» **Stored entries**:
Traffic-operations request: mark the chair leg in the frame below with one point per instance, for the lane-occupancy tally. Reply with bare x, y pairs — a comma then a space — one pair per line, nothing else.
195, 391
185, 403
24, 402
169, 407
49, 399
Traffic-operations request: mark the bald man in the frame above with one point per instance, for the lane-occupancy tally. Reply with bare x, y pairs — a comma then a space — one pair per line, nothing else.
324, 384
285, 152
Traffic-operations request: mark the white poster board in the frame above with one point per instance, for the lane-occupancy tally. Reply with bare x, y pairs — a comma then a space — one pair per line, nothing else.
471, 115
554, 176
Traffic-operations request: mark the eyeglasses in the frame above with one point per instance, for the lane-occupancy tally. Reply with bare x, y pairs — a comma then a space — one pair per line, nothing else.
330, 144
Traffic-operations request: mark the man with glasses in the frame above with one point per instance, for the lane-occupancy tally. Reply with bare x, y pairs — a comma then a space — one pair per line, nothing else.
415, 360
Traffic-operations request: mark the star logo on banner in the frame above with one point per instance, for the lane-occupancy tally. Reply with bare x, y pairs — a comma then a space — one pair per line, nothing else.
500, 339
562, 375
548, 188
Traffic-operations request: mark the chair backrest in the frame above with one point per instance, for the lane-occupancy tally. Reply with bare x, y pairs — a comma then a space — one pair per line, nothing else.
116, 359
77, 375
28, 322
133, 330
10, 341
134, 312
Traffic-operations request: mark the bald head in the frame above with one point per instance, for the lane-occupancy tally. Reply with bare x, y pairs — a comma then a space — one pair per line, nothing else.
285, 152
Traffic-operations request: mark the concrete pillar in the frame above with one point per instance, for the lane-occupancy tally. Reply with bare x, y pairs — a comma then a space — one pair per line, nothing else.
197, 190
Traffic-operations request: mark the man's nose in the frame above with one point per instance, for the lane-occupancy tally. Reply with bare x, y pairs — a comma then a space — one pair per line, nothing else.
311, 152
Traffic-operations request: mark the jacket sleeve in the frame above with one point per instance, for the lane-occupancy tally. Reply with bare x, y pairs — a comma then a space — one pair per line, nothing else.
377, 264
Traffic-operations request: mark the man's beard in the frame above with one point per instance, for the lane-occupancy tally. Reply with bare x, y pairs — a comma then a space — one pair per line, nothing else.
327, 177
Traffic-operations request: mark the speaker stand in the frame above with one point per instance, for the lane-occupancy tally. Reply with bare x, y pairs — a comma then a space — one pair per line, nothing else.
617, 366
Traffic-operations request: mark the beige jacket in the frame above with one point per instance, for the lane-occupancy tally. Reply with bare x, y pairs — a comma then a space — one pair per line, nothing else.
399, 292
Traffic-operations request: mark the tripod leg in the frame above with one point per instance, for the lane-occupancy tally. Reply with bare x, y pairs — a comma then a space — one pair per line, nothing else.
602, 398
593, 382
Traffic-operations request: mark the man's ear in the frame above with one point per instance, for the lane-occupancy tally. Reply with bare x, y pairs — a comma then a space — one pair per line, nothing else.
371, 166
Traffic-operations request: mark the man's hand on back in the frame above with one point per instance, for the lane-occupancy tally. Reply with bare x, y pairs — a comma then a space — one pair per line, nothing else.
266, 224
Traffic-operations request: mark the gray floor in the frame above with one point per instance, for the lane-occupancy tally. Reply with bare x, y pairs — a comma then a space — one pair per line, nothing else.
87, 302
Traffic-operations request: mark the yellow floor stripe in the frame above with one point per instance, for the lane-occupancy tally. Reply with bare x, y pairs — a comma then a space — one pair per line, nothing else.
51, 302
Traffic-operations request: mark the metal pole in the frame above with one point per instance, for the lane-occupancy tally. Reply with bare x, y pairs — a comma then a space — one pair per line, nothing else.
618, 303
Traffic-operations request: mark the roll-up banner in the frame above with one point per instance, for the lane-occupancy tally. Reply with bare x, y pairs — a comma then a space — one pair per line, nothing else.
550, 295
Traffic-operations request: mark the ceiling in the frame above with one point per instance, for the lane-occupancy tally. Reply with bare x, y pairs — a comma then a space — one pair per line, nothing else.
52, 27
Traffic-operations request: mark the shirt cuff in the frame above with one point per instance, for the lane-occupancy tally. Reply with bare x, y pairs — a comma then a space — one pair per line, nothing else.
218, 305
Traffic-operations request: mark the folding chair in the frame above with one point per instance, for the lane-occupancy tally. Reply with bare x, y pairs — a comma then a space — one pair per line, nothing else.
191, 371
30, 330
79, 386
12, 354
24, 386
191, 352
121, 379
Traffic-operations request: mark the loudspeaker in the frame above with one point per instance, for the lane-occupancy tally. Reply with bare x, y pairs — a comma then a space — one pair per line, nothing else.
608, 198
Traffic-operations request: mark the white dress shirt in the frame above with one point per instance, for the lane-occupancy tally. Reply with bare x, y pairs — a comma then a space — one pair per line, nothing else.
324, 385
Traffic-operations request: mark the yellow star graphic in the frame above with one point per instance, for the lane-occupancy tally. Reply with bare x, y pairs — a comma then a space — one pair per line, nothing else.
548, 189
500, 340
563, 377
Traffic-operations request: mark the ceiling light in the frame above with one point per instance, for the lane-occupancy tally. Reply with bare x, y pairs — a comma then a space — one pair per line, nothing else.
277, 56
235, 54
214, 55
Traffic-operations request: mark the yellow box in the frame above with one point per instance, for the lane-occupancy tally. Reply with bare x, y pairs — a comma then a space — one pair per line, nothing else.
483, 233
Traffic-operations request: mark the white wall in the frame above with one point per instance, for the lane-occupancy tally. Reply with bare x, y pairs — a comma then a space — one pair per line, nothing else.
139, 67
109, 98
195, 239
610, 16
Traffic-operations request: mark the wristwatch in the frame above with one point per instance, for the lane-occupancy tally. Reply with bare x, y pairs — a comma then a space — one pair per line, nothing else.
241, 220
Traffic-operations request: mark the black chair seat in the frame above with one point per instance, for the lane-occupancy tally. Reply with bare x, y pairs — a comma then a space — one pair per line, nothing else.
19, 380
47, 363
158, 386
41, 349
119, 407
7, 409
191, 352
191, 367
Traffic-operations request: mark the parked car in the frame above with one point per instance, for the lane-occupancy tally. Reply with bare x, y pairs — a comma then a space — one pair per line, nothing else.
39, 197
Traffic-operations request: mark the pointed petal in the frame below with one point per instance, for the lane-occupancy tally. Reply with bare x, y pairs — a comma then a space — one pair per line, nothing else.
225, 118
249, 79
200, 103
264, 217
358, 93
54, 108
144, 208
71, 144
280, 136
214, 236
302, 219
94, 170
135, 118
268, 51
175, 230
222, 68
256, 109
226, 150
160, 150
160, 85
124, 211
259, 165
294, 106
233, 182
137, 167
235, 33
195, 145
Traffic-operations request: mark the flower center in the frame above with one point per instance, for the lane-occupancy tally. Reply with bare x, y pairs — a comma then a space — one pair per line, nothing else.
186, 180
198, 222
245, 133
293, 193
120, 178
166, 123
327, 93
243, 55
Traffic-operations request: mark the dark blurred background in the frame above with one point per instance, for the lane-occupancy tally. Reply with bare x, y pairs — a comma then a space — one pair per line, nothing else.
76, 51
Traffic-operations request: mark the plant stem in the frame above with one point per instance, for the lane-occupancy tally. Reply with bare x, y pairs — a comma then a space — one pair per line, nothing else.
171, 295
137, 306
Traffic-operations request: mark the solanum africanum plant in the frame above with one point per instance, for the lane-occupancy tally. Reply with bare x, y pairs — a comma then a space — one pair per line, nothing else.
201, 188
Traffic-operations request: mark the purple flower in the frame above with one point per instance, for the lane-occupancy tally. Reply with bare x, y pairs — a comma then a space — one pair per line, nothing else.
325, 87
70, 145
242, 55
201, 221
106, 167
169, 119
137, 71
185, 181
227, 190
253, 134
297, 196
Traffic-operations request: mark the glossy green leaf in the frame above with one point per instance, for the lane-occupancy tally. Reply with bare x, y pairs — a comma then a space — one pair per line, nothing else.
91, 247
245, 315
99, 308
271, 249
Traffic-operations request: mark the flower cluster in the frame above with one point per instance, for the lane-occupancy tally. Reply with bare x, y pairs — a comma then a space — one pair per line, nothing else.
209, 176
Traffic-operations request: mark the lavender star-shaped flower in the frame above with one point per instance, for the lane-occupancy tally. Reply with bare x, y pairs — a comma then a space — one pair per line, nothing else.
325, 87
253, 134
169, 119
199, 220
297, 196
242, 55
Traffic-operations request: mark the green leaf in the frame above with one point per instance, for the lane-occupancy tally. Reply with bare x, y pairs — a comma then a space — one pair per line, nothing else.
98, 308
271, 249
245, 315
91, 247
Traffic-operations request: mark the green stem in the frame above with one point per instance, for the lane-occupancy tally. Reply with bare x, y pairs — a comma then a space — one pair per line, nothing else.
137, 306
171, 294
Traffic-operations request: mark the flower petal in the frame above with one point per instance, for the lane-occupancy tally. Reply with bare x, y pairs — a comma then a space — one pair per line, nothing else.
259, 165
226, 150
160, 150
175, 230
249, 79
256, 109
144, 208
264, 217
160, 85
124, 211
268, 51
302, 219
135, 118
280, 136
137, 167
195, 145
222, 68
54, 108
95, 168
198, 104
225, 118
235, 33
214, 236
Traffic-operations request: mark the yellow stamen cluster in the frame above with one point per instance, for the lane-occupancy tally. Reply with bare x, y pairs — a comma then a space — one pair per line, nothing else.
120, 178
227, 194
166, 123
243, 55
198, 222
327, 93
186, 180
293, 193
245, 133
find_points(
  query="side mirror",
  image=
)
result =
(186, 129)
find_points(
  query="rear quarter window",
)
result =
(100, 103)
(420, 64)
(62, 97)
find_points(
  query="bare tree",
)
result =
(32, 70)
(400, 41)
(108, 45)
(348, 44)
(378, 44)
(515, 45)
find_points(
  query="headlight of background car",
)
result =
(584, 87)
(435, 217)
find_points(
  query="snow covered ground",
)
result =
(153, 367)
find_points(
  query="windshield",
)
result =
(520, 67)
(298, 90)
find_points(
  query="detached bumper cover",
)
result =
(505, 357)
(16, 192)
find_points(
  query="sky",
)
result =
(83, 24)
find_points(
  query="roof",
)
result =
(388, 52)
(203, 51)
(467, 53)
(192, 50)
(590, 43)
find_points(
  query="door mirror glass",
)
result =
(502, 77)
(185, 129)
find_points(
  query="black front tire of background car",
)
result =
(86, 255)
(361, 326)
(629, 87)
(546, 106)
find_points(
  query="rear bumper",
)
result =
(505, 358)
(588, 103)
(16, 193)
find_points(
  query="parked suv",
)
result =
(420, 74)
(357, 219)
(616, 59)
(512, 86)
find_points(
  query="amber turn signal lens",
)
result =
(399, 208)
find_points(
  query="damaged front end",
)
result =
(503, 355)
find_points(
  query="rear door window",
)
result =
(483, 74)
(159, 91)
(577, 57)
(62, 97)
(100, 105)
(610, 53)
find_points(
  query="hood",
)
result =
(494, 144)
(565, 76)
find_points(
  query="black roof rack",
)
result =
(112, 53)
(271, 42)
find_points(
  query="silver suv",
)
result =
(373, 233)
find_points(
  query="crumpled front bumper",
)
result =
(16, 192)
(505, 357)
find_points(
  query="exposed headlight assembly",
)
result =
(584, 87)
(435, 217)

» **Action item**:
Filter the records for lines holding the string "mirror". Copy each one.

» **Solution for this task**:
  query="side mirror",
  query="door mirror glass",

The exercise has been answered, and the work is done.